-------- Records shown --------
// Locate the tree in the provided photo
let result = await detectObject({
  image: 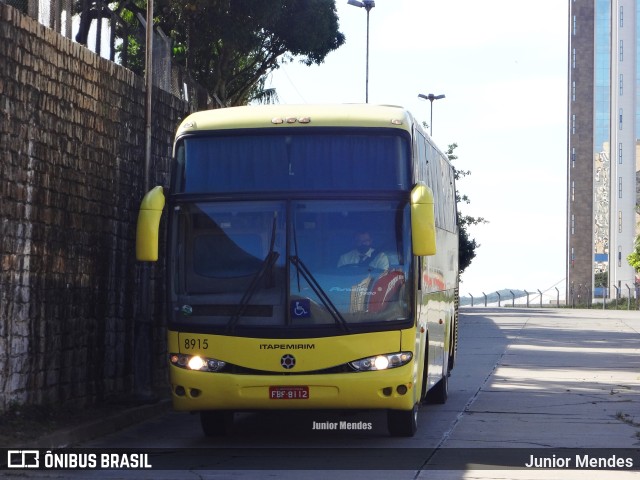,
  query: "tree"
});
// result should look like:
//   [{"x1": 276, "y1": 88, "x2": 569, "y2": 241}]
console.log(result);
[
  {"x1": 627, "y1": 235, "x2": 640, "y2": 284},
  {"x1": 158, "y1": 0, "x2": 345, "y2": 107},
  {"x1": 446, "y1": 143, "x2": 488, "y2": 274},
  {"x1": 75, "y1": 0, "x2": 345, "y2": 107}
]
--------
• Directions: Please count the lines in the items above that contain the string "result", with case counting, and give only the number.

• Output for this exercise: 3